──────── Texte

Par Anne Toulouse

L’arrivée au pouvoir de Barack Obama avait suscité en Afrique de grandes espérances, qui à ce jour n’ont pas été comblées. En six années, chiffres en main, il a fait bien moins pour le continent que son prédécesseur George Bush en avait fait en moitié moins de temps.  Barack Obama a semblé vouloir infléchir cette tendance en effectuant en 2013 son premier vrai voyage officiel en Afrique sub-saharienne et en organisant en 2014 un sommet des dirigeants du continent à Washington. Le débat est ouvert sur les raisons de cette tardive manifestation d’intérêt pour un continent avec lequel il avait des liens si profonds.

Barack Obama est le premier président noir des Etats-Unis, le premier dont l’un des parents est africain et  le premier dont l’un des parents n’est pas citoyen américain (six autres présidents ont eu au moins un parent né en dehors des Etats-Unis, mais ce parent  avait, ou bien a acquis, la nationalité).

Le début de la double présidence Obama a été marqué par une rumeur selon laquelle il ne serait pas né à Hawaï, donc sur le sol américain, mais au Kenya, ce qui l’aurait disqualifié pour occuper sa fonction. Cette théorie a été  propagée par un groupe connu sous le nom de « birthers », dont le zèle n’a été que relativement atténué par la publication du certificat de naissance de Barack Obama.

────────────────
──────── Données fournies

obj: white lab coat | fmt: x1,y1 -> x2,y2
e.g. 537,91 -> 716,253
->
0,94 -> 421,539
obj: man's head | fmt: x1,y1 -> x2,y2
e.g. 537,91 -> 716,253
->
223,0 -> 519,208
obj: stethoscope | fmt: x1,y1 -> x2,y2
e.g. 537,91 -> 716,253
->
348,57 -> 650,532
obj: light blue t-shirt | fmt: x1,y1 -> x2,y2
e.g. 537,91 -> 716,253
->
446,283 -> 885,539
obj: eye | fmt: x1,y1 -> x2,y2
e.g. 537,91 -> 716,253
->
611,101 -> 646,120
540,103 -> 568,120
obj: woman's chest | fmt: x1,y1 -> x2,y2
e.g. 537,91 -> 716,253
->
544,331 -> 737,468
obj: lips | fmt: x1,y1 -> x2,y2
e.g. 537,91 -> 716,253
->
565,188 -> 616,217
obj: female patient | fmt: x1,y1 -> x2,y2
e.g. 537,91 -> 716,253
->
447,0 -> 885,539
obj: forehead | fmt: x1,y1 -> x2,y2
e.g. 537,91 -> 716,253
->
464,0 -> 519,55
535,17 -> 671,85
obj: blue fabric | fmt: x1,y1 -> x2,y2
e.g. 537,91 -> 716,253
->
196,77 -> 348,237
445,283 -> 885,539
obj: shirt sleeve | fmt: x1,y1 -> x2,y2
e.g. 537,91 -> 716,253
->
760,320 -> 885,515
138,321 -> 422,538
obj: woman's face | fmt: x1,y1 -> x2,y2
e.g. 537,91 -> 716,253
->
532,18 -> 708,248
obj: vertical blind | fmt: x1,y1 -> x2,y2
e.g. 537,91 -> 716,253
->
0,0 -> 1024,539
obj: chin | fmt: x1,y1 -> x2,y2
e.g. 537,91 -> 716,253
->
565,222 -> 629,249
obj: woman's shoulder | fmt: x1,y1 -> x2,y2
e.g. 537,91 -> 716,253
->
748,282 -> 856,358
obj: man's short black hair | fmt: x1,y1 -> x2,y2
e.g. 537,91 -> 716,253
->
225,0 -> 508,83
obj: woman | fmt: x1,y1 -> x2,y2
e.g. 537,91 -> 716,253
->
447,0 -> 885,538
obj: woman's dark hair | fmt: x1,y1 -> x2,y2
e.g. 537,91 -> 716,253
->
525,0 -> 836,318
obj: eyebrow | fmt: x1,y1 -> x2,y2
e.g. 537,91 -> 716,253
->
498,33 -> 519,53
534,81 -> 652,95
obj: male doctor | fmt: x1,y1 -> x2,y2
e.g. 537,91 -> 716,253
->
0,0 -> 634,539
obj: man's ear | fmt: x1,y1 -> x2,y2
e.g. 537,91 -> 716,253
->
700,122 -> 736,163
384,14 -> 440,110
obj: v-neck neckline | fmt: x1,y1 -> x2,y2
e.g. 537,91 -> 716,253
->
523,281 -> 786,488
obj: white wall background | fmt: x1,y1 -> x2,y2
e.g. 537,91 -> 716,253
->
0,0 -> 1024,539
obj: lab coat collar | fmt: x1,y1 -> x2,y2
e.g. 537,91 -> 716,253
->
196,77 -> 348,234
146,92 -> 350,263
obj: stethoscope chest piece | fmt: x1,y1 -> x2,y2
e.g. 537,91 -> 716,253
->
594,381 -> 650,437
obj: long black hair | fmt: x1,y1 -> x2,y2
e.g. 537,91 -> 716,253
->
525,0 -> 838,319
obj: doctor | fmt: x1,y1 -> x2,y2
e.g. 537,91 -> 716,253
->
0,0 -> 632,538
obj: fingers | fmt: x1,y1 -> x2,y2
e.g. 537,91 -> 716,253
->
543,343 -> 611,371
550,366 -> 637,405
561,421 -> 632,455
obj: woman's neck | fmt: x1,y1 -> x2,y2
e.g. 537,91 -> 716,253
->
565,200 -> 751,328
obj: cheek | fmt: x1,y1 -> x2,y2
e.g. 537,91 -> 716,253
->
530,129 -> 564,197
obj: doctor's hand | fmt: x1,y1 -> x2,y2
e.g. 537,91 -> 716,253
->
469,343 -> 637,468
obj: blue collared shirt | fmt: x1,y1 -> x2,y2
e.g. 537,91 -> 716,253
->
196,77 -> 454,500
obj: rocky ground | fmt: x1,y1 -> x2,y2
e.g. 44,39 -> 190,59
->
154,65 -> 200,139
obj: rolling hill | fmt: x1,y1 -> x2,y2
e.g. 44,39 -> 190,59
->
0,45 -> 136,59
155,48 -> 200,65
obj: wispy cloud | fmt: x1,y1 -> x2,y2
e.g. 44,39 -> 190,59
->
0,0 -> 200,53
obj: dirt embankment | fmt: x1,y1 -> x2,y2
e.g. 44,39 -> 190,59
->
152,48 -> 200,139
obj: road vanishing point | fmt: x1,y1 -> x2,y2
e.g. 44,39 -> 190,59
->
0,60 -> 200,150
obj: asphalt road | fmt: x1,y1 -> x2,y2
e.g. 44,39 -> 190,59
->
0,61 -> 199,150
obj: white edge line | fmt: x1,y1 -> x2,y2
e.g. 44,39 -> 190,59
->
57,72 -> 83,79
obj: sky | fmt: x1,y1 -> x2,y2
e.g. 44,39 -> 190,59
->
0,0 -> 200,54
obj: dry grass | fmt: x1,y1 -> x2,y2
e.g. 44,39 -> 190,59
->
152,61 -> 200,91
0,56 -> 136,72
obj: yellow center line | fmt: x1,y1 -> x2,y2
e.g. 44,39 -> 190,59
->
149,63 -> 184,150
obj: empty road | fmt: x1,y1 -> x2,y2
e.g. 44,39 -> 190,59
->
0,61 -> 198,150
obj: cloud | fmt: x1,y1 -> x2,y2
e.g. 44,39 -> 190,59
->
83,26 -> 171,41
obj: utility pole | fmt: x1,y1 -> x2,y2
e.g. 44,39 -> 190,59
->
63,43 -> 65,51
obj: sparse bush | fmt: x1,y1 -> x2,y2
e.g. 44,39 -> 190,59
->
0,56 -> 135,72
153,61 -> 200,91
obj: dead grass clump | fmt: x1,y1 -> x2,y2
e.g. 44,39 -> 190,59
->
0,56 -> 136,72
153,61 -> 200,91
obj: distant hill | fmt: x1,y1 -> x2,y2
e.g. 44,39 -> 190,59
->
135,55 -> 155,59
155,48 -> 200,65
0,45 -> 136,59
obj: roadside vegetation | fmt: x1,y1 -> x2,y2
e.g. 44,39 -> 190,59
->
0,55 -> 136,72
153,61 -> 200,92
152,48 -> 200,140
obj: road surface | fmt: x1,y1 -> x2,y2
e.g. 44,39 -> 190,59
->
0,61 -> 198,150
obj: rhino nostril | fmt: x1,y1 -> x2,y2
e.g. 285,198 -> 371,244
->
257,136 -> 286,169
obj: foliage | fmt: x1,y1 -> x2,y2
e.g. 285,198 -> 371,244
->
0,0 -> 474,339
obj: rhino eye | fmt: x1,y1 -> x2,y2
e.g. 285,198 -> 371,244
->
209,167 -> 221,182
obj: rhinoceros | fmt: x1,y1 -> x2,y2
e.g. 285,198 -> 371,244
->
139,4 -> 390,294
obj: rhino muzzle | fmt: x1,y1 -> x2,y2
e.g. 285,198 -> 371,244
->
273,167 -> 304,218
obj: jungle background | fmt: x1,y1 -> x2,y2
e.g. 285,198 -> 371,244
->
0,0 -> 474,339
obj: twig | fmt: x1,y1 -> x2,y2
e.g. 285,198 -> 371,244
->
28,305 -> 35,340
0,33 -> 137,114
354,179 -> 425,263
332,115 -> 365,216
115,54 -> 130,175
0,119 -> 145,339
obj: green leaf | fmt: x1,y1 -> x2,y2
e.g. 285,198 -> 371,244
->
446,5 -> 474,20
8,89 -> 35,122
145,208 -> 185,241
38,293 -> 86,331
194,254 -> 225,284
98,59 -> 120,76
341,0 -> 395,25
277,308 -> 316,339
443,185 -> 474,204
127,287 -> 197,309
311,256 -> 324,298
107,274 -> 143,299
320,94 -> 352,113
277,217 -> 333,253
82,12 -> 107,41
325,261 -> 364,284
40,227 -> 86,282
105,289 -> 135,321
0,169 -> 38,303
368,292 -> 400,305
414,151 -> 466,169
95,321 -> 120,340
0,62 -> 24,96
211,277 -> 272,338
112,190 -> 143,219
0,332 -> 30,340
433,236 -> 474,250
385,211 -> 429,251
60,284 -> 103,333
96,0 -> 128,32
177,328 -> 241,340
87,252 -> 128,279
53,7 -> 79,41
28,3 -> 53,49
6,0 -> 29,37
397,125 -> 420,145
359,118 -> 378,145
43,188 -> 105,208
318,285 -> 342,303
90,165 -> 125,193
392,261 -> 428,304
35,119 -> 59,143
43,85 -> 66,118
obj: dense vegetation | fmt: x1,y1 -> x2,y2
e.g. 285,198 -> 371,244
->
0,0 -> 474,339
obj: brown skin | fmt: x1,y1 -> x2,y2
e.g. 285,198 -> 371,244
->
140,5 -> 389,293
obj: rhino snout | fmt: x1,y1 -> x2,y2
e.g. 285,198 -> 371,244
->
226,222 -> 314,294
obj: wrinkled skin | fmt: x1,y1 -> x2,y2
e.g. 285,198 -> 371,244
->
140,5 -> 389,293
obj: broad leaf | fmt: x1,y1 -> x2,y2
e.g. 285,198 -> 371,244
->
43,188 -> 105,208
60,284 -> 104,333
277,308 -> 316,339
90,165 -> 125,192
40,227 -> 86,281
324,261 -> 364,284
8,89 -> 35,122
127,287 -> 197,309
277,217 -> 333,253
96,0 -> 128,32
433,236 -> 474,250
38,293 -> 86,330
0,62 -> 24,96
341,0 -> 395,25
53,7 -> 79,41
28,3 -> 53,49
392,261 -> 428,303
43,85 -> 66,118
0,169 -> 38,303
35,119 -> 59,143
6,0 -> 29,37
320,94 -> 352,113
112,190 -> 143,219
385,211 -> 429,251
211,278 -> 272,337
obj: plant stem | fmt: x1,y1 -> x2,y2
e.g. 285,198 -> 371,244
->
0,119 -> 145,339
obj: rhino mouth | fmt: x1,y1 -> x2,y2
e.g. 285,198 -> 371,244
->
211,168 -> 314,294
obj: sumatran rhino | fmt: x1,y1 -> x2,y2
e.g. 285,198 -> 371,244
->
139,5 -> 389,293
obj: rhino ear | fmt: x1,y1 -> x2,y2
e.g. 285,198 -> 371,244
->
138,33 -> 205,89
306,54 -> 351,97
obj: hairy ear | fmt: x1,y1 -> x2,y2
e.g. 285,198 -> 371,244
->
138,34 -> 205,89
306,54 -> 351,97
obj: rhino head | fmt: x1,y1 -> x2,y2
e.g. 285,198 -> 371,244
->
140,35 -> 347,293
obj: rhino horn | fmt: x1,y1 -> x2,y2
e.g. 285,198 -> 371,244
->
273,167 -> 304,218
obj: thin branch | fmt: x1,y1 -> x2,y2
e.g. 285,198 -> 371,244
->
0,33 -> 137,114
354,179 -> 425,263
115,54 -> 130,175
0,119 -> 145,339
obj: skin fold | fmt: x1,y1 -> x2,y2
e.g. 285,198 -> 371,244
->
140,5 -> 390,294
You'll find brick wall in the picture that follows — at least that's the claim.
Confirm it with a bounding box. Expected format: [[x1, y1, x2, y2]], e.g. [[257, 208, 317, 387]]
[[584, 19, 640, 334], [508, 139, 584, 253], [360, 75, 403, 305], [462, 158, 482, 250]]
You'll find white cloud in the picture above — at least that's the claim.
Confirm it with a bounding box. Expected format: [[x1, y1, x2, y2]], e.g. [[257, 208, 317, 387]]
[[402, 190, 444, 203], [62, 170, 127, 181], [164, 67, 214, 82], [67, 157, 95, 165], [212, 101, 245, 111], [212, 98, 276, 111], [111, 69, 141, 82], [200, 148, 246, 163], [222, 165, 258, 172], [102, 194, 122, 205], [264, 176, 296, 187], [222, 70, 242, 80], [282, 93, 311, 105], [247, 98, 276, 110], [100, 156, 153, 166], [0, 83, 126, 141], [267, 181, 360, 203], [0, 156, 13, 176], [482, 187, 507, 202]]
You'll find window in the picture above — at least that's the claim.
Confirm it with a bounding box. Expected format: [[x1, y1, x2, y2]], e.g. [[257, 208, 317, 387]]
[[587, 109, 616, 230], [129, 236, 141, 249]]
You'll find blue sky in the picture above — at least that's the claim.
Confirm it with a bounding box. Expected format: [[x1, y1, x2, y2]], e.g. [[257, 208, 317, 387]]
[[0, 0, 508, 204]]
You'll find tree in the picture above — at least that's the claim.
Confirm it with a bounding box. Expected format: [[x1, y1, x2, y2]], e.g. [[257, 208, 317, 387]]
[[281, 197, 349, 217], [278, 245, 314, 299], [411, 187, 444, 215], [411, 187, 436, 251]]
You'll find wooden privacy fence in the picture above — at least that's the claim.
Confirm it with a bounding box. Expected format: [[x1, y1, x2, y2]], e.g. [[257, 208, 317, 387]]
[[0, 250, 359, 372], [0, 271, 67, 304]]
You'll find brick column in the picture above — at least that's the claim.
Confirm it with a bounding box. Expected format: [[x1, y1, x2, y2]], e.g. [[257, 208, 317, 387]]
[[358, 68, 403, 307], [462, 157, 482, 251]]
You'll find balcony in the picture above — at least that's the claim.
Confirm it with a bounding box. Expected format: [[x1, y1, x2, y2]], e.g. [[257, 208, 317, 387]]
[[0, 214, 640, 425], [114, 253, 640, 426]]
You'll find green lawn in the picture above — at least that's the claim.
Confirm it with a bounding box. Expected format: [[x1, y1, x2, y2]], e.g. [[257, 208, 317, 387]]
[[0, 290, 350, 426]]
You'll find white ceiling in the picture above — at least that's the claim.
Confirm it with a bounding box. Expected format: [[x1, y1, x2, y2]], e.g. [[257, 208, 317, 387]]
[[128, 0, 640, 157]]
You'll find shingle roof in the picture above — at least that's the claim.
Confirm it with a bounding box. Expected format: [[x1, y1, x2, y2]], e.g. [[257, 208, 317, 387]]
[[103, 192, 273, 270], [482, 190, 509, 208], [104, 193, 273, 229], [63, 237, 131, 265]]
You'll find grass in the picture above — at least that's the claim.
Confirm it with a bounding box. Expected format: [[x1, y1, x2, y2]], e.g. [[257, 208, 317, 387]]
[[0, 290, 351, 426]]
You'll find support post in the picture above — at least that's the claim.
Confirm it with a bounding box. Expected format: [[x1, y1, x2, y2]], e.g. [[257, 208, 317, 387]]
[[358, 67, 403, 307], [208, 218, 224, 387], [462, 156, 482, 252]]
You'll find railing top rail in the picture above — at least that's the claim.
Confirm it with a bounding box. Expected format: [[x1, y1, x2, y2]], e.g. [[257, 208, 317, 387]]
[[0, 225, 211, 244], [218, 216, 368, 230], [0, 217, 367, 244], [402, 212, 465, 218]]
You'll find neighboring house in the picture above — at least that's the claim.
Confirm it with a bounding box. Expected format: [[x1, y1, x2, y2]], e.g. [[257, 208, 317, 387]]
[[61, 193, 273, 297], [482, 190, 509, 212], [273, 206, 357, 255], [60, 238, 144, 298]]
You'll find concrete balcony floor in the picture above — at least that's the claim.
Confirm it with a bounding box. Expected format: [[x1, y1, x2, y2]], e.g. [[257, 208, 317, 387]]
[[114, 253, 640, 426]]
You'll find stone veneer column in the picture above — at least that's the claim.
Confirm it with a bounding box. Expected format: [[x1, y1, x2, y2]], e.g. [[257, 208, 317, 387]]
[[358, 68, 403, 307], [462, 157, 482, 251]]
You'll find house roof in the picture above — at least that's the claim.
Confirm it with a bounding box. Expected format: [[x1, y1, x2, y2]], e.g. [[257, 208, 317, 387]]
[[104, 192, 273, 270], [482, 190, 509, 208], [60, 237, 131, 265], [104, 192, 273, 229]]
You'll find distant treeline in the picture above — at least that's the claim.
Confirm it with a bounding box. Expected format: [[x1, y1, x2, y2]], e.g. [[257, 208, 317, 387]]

────────────────

## Consigne
Extrayez du texte sur Obama et l'Afrique le passage qui va de « Le début de » à « de Barack Obama. », sans y changer un mot. Les enregistrements n'ont aucun rapport avec le texte sur Obama et l'Afrique.

## Réponse
Le début de la double présidence Obama a été marqué par une rumeur selon laquelle il ne serait pas né à Hawaï, donc sur le sol américain, mais au Kenya, ce qui l’aurait disqualifié pour occuper sa fonction. Cette théorie a été  propagée par un groupe connu sous le nom de « birthers », dont le zèle n’a été que relativement atténué par la publication du certificat de naissance de Barack Obama.